(Dataset records on where objects are located)

— START —

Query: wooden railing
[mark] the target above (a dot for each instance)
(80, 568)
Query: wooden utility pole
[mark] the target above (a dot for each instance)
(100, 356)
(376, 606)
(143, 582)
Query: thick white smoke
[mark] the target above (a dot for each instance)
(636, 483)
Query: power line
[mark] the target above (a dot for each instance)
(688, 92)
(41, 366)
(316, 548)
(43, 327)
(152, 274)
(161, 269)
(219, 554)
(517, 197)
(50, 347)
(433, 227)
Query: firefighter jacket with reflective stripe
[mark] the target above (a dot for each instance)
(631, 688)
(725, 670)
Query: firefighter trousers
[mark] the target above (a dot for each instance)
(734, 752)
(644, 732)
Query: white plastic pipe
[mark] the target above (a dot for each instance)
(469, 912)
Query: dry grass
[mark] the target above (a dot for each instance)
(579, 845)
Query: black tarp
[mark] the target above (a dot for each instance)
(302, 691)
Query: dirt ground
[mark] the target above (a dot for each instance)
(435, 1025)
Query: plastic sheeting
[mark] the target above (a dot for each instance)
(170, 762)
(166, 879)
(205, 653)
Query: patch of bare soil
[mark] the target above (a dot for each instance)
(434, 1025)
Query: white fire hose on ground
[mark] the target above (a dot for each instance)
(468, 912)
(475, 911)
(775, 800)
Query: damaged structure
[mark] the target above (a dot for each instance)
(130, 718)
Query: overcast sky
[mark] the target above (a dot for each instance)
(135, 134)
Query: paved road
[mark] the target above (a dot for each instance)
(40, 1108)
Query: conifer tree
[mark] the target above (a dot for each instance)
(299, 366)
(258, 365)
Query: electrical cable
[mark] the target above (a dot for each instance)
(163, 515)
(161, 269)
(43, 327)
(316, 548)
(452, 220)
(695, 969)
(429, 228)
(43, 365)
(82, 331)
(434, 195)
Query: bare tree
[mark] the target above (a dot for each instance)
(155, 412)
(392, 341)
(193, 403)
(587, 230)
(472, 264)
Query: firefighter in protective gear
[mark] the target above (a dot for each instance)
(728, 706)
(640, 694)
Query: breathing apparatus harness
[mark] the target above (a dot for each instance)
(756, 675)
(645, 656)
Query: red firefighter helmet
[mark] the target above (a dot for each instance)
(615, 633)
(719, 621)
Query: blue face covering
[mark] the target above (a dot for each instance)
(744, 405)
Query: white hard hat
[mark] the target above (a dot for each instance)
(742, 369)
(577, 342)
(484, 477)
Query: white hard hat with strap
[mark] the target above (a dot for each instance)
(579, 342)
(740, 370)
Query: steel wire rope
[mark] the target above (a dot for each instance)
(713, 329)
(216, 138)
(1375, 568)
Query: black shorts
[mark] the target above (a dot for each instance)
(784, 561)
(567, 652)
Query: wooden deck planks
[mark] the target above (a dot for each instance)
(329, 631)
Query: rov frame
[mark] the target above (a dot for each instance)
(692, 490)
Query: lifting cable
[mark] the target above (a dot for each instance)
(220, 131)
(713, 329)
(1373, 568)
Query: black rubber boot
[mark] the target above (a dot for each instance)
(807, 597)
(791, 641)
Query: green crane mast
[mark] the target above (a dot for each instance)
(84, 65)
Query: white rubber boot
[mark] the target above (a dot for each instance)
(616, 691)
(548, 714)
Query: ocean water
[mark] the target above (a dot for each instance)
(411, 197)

— END —

What is being asked
Repeat every line of the material above word for word, from start to finish.

Finished task
Query: wooden railing
[mark] the target above (a dot for each instance)
(80, 568)
Query: wooden utility pole
[mark] the target above (a dot for each instance)
(100, 356)
(376, 606)
(143, 582)
Query: thick white smoke
[mark] the target above (a dot for each instance)
(636, 483)
Query: power line
[mark] the target above (a dot for each instance)
(688, 92)
(41, 366)
(316, 548)
(43, 327)
(152, 274)
(161, 269)
(219, 554)
(517, 197)
(50, 347)
(433, 227)
Query: firefighter jacket with reflective stripe
[mark] the target above (a dot for each instance)
(631, 688)
(725, 670)
Query: firefighter trousers
[mark] the target above (a dot for each instance)
(734, 752)
(644, 732)
Query: white plastic pipe
[mark] the target above (a dot for each instance)
(469, 912)
Query: dry grass
[mark] the target above (a dot for each instance)
(579, 845)
Query: black tarp
[mark] the target above (a dot for each instance)
(302, 691)
Query: dirt ground
[mark] the target above (a dot for each instance)
(435, 1025)
Query: plastic sheeting
[mark] the target above (a dot for each instance)
(170, 762)
(166, 879)
(205, 653)
Query: patch of bare soil
[mark] the target above (a dot for each instance)
(434, 1025)
Query: white fire hose on ground
[mark] the target above (a dot for each instance)
(468, 912)
(475, 911)
(775, 800)
Query: damaged structure
[mark] the target above (a dot for each instance)
(130, 718)
Query: overcast sky
[mark] the target above (a dot for each instance)
(135, 134)
Query: paved road
[mark] the target above (a dot for each instance)
(40, 1108)
Query: conifer tree
[mark] the target above (a dot for each instance)
(299, 366)
(258, 365)
Query: electrical cable
[mark] the target above (a dot for each instance)
(163, 515)
(161, 269)
(43, 327)
(316, 548)
(452, 220)
(695, 969)
(429, 228)
(43, 365)
(82, 331)
(434, 195)
Query: bare tree
[mark] the target above (a dot for each instance)
(155, 412)
(392, 341)
(193, 403)
(587, 230)
(472, 264)
Query: firefighter in protective gear
[mark] the target above (a dot for each instance)
(728, 706)
(640, 694)
Query: breathing apparatus harness
[mark] the target above (a dot for each instance)
(756, 675)
(645, 656)
Query: red firefighter helmet
[mark] the target above (a dot for each instance)
(615, 633)
(719, 621)
Query: blue face covering
[mark] the target above (a dot for each instance)
(744, 405)
Query: white hard hat
[mark] the target above (a dot for each instance)
(742, 369)
(577, 342)
(484, 477)
Query: white hard hat with strap
[mark] the target above (a dot for each instance)
(579, 342)
(740, 370)
Query: steel wire rope
[mark] the target above (a dot for each instance)
(713, 329)
(216, 138)
(1375, 568)
Query: black shorts
[mark] the target above (a dot for each instance)
(784, 561)
(567, 652)
Query: wooden deck planks
[mark] the target above (a dot for each instance)
(329, 631)
Query: rov frame
[mark] the target above (a dot for each instance)
(692, 490)
Query: lifting cable
[mark] the target above (a dot for each instance)
(220, 131)
(713, 329)
(1373, 568)
Query: black rubber boot
[mark] the target above (a dot for each instance)
(807, 597)
(791, 641)
Query: green crane mast
[mark] the target above (a dot for each instance)
(84, 65)
Query: white rubber boot
[mark] the target above (a dot for each instance)
(616, 691)
(548, 714)
Query: ocean water
[mark] the target above (a dot for each instance)
(411, 197)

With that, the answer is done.